◆ PROBLEM REQUIREMENTS:
Reproduce the listing below in its entirety. Change nothing.

◆ MATERIAL SUPPLIED:
- Opening Delimiter -

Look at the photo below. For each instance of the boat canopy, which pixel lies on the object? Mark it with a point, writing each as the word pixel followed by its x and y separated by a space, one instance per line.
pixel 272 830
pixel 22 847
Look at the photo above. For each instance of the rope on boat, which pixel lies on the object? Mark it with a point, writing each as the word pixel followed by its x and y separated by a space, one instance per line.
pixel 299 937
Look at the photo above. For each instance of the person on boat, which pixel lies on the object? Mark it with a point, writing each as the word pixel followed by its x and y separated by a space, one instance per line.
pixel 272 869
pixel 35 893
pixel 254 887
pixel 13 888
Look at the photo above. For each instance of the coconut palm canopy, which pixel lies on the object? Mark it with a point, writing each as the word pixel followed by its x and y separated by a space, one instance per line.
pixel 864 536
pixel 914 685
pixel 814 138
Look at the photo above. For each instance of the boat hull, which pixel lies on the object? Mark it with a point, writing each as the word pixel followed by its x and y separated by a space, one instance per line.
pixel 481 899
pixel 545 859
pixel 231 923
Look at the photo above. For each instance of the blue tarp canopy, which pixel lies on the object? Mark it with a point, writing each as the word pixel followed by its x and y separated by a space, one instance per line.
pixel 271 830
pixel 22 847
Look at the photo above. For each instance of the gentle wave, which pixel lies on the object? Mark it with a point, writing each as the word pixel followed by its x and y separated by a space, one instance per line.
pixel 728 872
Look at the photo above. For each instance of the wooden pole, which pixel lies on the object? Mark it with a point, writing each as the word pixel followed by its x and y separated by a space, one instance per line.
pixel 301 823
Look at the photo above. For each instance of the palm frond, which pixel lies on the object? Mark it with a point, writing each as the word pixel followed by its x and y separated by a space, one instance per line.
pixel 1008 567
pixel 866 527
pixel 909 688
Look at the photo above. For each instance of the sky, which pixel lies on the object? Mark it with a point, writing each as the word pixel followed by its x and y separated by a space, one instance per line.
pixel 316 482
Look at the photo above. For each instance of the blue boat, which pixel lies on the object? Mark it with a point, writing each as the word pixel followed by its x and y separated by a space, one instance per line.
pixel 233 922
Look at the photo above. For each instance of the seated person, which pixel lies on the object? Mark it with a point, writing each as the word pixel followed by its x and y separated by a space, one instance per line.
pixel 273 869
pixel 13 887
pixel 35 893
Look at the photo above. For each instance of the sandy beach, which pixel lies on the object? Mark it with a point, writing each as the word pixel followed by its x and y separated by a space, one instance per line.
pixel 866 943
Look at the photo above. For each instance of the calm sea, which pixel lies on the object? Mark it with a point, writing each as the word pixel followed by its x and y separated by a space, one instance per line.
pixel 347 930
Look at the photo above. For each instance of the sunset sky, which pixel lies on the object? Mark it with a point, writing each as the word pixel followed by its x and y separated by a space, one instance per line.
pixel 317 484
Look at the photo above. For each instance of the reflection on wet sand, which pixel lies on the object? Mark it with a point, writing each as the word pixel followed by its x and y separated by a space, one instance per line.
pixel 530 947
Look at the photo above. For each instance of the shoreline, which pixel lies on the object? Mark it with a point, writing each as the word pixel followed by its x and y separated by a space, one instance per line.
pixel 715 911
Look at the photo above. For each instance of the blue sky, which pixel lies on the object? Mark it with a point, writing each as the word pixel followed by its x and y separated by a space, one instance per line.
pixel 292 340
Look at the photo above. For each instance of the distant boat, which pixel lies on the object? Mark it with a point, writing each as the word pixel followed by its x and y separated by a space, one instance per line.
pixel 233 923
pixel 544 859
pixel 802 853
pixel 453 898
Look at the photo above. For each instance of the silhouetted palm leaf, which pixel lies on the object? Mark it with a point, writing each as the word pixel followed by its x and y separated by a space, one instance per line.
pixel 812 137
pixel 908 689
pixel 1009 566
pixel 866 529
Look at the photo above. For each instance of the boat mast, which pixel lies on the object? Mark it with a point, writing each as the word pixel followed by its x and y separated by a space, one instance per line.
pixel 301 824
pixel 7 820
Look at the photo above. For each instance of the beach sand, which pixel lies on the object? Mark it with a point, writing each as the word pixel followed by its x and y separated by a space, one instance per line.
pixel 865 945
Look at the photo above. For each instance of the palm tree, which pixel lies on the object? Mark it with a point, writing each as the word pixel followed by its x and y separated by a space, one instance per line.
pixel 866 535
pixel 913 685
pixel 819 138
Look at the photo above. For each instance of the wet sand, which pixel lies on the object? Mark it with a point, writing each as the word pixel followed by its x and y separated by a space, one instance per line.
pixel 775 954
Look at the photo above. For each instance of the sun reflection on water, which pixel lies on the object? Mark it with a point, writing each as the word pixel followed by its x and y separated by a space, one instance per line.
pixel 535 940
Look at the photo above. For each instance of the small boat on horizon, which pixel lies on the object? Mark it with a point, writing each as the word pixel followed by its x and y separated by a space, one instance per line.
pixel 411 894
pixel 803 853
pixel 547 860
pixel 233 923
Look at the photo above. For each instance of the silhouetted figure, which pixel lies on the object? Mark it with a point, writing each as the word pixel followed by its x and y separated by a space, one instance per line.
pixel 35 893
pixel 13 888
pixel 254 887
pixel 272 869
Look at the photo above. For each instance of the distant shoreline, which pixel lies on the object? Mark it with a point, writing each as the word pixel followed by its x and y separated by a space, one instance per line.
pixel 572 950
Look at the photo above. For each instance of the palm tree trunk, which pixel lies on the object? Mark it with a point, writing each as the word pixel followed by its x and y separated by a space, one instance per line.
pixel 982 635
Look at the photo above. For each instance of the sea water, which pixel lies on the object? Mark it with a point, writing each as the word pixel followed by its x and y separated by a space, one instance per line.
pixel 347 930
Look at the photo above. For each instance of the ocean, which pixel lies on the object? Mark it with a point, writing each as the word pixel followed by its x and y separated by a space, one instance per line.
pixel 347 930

- Closing Delimiter -

◆ OUTPUT FOR THIS EXERCISE:
Look at the photo below. For each instance of the boat canopy, which pixel lies on the object? Mark it with a point, writing each as the word pixel followed by its x and y separated by a space, one instance per line.
pixel 272 830
pixel 22 847
Look at the photo above. For each instance of the rope on boat, which pixel lies on the object? Mark it with a point, writing each as the word pixel followed by its x and y separated by a space, one instance per line.
pixel 299 937
Look at the photo above. For each instance of the person on boat, which pixel lies on the object? Mark it with a point, writing each as the word pixel followed by its x and y separated by a space, one instance per line.
pixel 272 869
pixel 35 893
pixel 254 887
pixel 13 888
Look at the photo above. For each instance of the coconut palm canopy, which pixel lies on the object? Mark it with a point, writing each as the word pixel followed by its x and y separated by a space, one instance per line.
pixel 864 536
pixel 914 685
pixel 814 138
Look at the photo above. For each instance of the boat hull, which pixel lies on the object? Mark it with a point, writing each as the word pixel followed by its x and y separated by a space, one instance per line.
pixel 481 899
pixel 545 859
pixel 231 923
Look at the photo above. For each instance of the blue tarp canopy, which pixel lies on the object? Mark it with a point, writing each as the word pixel followed by its x and y separated by a space, one instance per line.
pixel 271 830
pixel 22 847
Look at the photo above. For each instance of the gentle wave, which pixel lies on the object? Mark it with a point, writing each as the word pixel followed by its x and y separated by a space, one instance per line.
pixel 728 872
Look at the photo above. For each instance of the wooden pole, which pixel lies on the object? Mark it with a point, writing each as the word pixel followed by its x and y separated by a space, one instance per line.
pixel 301 823
Look at the photo above. For each instance of the palm frond, which pixel lies on the object? Mark it with a point, writing each as the word pixel followed by its x and y separated by a space, one instance per line.
pixel 1008 567
pixel 866 527
pixel 909 688
Look at the photo above. For each instance of the sky, which pixel lies on the object? Mark it with a point, writing each as the word pixel followed by its x and y separated by a space, one instance per line.
pixel 316 482
Look at the photo above. For each instance of the blue boat, which pixel lies on the object? Mark it with a point, writing each as the word pixel followed by its x and y separated by a space, one instance per line.
pixel 233 922
Look at the photo above. For each instance of the seated person, which pixel lies on the object? Mark it with a point, writing each as the word pixel followed by its x and y separated by a space, one instance per line.
pixel 273 869
pixel 13 887
pixel 35 893
Look at the photo above. For each instance of the sandy beach, which pixel lies on the object? Mark it with a point, writing each as the word pixel followed by its x and y separated by a space, one instance per line.
pixel 866 943
Look at the photo above. For each instance of the calm sea, which pixel lies on the object? Mark it with a point, writing each as the word pixel followed by its x and y separated by a space, one instance per line.
pixel 347 930
Look at the photo above. For each instance of the sunset sky, which pixel lies on the object? Mark it with a point, writing each as the word pixel followed by its x and y separated by a space, one instance per line.
pixel 317 484
Look at the photo above. For each instance of the reflection on wet sand, which pixel lies on the object? Mark it with a point, writing each as the word pixel followed by its x and y separated by a space, one instance per line.
pixel 530 947
Look at the photo above. For each instance of the shoreline, which pixel lies on the object? Mark it with a point, writing each as the word pixel followed by its x and y separated by a space, one instance per line.
pixel 715 911
Look at the photo above. For each instance of the blue sky, which pixel lies on the object? Mark it with a point, writing each as the word pixel followed by its x and y separated by a space, one instance per line.
pixel 292 340
Look at the photo above. For each instance of the distant boat, which pixel lies on the object? Mark it with a point, writing each as the word pixel followed by its x and y separated by a space, one instance per line.
pixel 233 923
pixel 544 859
pixel 802 853
pixel 453 898
Look at the photo above. For each instance of the silhouetted palm leaf, which pixel lies on the object? Mark it with a point, writing each as the word pixel followed by its x and y separated by a space, one instance per line.
pixel 812 137
pixel 908 689
pixel 1009 566
pixel 866 529
Look at the photo above. For each instance of the boat mast, which pixel lies on the object? Mark it with a point, writing each as the word pixel followed by its x and y separated by a space, one instance per line.
pixel 301 824
pixel 7 820
Look at the photo above. For each instance of the beach sand, which pixel lies on the object? Mark it with a point, writing each as the word pixel followed by its x and y separated by a space, one instance per line.
pixel 865 945
Look at the photo above. For each instance of the palm tree, which pixel lies on the object? Mark it with a point, writing each as the word pixel followed by its x and y separated by a space, one instance per line.
pixel 866 535
pixel 913 685
pixel 819 138
Look at the photo above. For each instance of the wet sand, which pixel lies on the object? Mark it with a point, writing each as the word pixel followed by its x and y separated by a space, one instance per line.
pixel 775 954
Look at the photo above. For each instance of the sun reflection on water, which pixel lies on the object? Mark it with a point, writing each as the word pixel followed by its x and y separated by a space, one instance per line.
pixel 535 940
Look at the photo above. For each instance of the small boat on horizon, which pixel lies on the object? Mark it with a point, writing each as the word pixel followed by its x and y separated by a space, one instance per line.
pixel 411 894
pixel 803 853
pixel 547 860
pixel 233 923
Look at the photo above. For each instance of the silhouetted figure, which pixel lies on the object? Mark it with a point, writing each as the word pixel followed by its x and y separated by a space, one instance per line.
pixel 35 893
pixel 13 888
pixel 254 887
pixel 272 869
Look at the photo above. For each instance of the distant shoreline, which pixel lies on the object? Mark it with a point, writing each as the word pixel followed by its x and y separated by a space, one instance per line.
pixel 572 950
Look at the photo above. For each instance of the palm tree trunk, which pixel lies on the object? Mark it with a point, writing each as the word pixel followed by its x and y separated by a space, one instance per line.
pixel 982 635
Look at the photo above. For each instance of the sea water, which pixel lies on the object? Mark it with a point, writing each as the word pixel followed by its x and y separated by a space, one instance per line.
pixel 347 930
Look at the photo above. For each instance of the ocean, which pixel lies on the object? Mark it with a point, writing each as the word pixel followed by its x and y separated by a space, one instance per line.
pixel 347 930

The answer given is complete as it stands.